[SELECTED EXTRACT start]

# 2 Masters



## Mrcrowley (Apr 23, 2003)

Posting on behalf of Pauluspaolo.

He received his Marinemaster today. However due to work & other stuff he's not sure when he will be around. So he has asked me to show you it. It came to my house so It didn't end up back at the sorting office. Therefore we got a shot of it with my Landmaster.










More pics to come, when he has time!


----------



## LuvWatch (May 14, 2004)

Many Congratulations Paulus, I hope it lives up to your expectations.

Fine picture MrC next to your LM.

Looking forward to more of your pictures and thoughts Paulus

All the best

From another MM owner

Derek


----------



## Guest (Apr 18, 2005)

Well done Paulus I know you have wanted one for a while.


----------



## chrisb (Feb 26, 2003)

neil said:


> Well done Paulus I know you have wanted one for a while.
> 
> 
> 
> ...


 I've handled/worn one, and you won't be disappointed


----------



## Roy (Feb 23, 2003)

Nice one Paul, well done.


----------



## K.I.T.T. (Sep 5, 2003)

Oh very nice...























I'm sure that he is very proud of the new arrival and I look forward to seeing more family photos!!!!!!

Mike


----------



## hakim (Sep 13, 2004)

Congrats Paulus. I'm really happy for you









Bet you'll have it on your wrist when you go to bed tonight!


----------



## pauluspaolo (Feb 24, 2003)

Many thanks for the comments. First off I should explain that I've been considering knocking watch collecting on the head for a while now, for no other reason than I'm just becoming a bit tired/bored of it and not I'm not enjoying it as much as I used to. So, loving Seiko watches as I do, it was my intention that I'd get a Marinemaster and stop my watch collecting in style. I now have getting on for 30 watches which, I think, is a bit ridiculous (at times my collecting was bordering on an obsession) and I've got much more important things to consider or do. So that's the background to me acquiring this watch.

My initial impressions upon opening the box were "what a fantastic watch"







. There's no doubting that the build quality is excellent (though I have found a couple of problems which I'll come to later), the case, bracelet & divers extension are beautifully made and finished, the bezel insert does "look like polished ebony" to coin a phrase used by Derek (Luvwatch). The dial and hands are superb in that they pay homage to Seiko divers of the past showing elements from the 6105 and 6309 divers. I also like the fact that it has a day display only and that it's black on a silver background like my 7002 (though white or silver on a black background would have been even better), the fact that it uses a monocoque case and features the famous Seiko wave on then back are plus points to. I was worried about the size of the watch as I have quite small wrists but in reality I needn't have been concerned at all - it's approximately the same size as my stainess steel Samurai and only slightly bigger than an skx007. The movement is the hi-beat 8L35 which can be manually wound as well as being an automatic - the crown screws down positively and firmly. Packaging is excellent too with a decent box and a good quality rubber strap as an alternative. All in all it's a superb watch - whether it's worth so much more than a standard Seiko diver I'm not so sure, as they are astonishingly good watches for the money.

[SELECTED EXTRACT end]
[DATASET ENTRIES start]

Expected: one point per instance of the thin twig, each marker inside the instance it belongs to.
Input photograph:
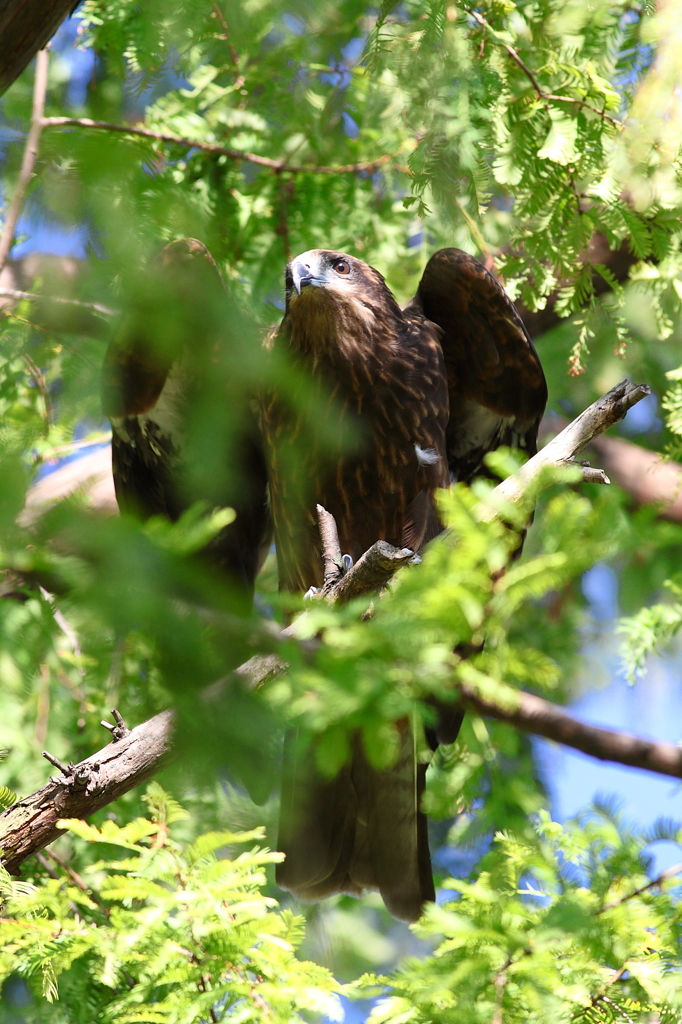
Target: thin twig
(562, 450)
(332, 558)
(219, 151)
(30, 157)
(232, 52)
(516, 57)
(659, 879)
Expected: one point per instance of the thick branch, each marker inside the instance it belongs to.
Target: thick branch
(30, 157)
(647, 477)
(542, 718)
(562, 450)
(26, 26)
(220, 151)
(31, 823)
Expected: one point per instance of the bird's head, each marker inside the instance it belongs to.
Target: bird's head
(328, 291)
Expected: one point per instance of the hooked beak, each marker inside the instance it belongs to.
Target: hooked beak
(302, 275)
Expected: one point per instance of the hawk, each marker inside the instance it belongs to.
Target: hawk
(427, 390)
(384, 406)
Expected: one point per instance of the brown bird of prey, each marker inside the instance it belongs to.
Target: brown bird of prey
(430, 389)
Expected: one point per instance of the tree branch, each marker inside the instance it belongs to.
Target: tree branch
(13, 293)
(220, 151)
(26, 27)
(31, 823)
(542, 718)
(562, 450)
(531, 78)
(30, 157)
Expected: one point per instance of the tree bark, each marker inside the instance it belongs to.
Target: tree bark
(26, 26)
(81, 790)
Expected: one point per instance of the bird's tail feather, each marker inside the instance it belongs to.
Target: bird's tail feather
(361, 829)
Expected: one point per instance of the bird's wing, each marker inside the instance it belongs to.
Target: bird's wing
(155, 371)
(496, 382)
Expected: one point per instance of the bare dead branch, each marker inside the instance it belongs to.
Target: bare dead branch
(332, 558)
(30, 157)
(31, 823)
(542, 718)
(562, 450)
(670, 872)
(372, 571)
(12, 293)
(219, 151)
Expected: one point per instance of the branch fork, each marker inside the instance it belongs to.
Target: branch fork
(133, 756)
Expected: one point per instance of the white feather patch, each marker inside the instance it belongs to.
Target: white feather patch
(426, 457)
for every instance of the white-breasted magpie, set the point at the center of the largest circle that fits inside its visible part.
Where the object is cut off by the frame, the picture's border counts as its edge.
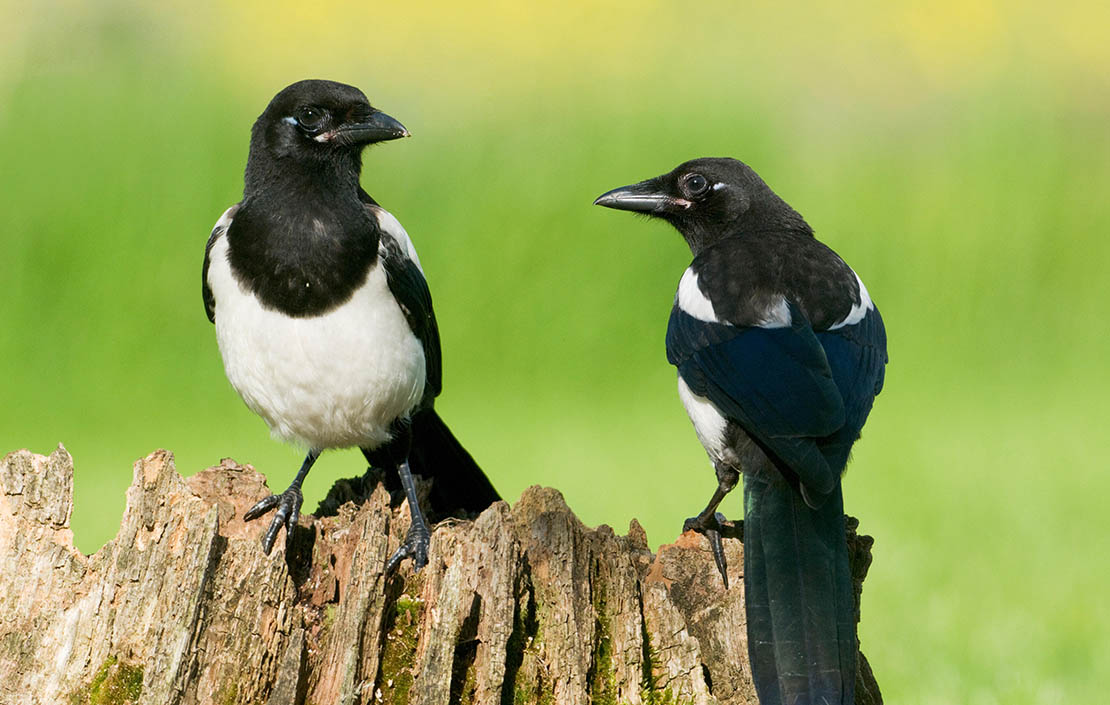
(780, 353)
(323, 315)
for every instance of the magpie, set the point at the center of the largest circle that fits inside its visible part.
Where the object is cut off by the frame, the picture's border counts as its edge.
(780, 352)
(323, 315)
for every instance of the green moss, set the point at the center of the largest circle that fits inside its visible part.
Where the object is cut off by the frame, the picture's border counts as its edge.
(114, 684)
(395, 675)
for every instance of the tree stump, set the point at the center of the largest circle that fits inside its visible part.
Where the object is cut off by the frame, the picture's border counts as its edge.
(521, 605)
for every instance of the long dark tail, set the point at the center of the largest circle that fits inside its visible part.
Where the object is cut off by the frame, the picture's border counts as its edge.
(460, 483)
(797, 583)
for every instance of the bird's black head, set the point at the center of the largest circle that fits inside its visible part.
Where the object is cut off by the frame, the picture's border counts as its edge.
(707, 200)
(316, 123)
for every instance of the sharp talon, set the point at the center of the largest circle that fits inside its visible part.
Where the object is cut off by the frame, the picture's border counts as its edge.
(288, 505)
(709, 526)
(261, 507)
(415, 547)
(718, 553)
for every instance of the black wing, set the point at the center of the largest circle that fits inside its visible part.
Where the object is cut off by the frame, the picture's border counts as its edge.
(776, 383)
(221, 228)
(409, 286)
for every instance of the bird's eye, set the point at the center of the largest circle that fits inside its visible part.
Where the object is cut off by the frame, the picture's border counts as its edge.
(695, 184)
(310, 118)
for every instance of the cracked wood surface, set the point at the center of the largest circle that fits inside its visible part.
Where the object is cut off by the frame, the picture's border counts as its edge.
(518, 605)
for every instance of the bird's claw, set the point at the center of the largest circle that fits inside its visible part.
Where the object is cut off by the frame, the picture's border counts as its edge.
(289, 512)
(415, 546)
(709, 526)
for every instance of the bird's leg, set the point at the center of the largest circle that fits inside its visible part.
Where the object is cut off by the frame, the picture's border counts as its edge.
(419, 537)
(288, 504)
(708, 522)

[DATASET ENTRIES end]

SET EXERCISE 1 –
Reproduce the listing, starting at the line that contains "for every instance of the black" and ending at the last line of the listing, with both of those lines included.
SET EXERCISE 2 –
Write a continuation of the forum thread about the new Marinemaster, picking up after its final sentence.

EXERCISE OUTPUT 1 –
for every instance of the black wing, set the point at the center of the largest circle that fits inside its visible part.
Where the object is cut off by the frame, the picture's border counts as its edge.
(776, 383)
(221, 228)
(409, 286)
for every instance of the bird's eye, set the point at the center of the largest circle that fits inside its visible part.
Where the object is cut off by the frame, the picture's border counts as its edge.
(695, 184)
(310, 118)
for every instance of the cracked wood surface, set the point at the center of the largest circle that fits inside its visible part.
Where the object is cut off by the frame, the picture's border counts as its edge.
(518, 605)
for every instance of the bird's claw, set the point at the center of the largest circle that fits inside its visible part.
Where the object is cut off by the frame, the picture's border counts as its edge.
(289, 512)
(415, 546)
(709, 526)
for every instance of the bird's leg, set the point at the center of the largest circle that fits inside its visible part.
Where the object is cut off by the frame, the picture's border counts as its edge.
(419, 537)
(288, 504)
(708, 522)

EXERCISE OUTPUT 2 –
So onto the problems mentioned earlier - the luminous pip in the triangle at 12 on the bezel is ever so slightly off centre (not a biggie and I can live with it) and the bezel doesn't rotate smoothly - it'll start off rotating smoohly and then suddenly start binding, it's beginning to piss me off somewhat. I'm pretty sure that it's not a big problem though and I wonder if the gasket that sits in a groove on the inner face of Seiko bezel has slipped slightly(I'm presuming the Marinemaster is the same as other Seikos in this respect). I tried lubricating the bezel with a few drops of water and this seemed to help a lot so maybe a bit of light oil would work wonders? I believe that oil can attack seals and rubber so I don't want to go down this route until I get a more expert opinion. Roy ...... help!!!!

Despite the above problems the Marinemaster is a stunning watch and this one will be with me for the rest of my life. I've got a ridiculously busy couple of weeks ahead (which isn't exactly cheering me up) but I'll try and take some photos at the weekend.

Many thanks for reading


----------



## K.I.T.T. (Sep 5, 2003)

Mmm yes I know what you mean it is shocking when you realise that you can wear a different watch every day for a month and never wear the same one twice... I've been informed by my other 1/2 that I need to be more selective and calm down when further adding to the watch stash...
















Good review of the MM Paul I hope that this one is a keeper...
















Mike


----------



## Stan (Aug 7, 2003)

Well done Paulus, enjoy.


----------



## pauluspaolo (Feb 24, 2003)

An update on the sticky MM bezel. We've got some swanky dry film lubricant at work which I lubricated the bezel with and this seems to have done the trick - I can now happily report that the bezel is as smooth as silk, just as it should be


----------



## Roy (Feb 23, 2003)

pauluspaolo said:


> An update on the sticky MM bezel. We've got some swanky dry film lubricant at work which I lubricated the bezel with and this seems to have done the trick - I can now happily report that the bezel is as smooth as silk, just as it should be
> 
> 
> 
> ...


That's great Paul.


----------



## Guest (Apr 19, 2005)

K.I.T.T. said:


> Mmm yes I know what you mean it is shocking when you realise that you can wear a different watch every day for a month and never wear the same one twice...
> 
> Mike
> 
> ...


Make that every day of the year.


----------



## hakim (Sep 13, 2004)

Can't wait for those pics


----------



## Wardy (Jul 23, 2003)

I've been toying with the idea of a MM for a long time now, the bit that puts me of most is that it doesn't have a sapphire crystal and I tend to be quite hard on watches. First I've heard about any mis-alignment issues, how much out are we talking?

I'd also be interested to see how you compare it to your Seiko 5 limited edition diver as I own that one too!!!


----------



## AlexR (May 11, 2003)

Congrats Paul,lovely watch isn't it?

If I remeber correctly,I heard about a few niggles with the MM and the 600m re-issue,lume dot out,fingerprint inside crystal,and sticky bezel.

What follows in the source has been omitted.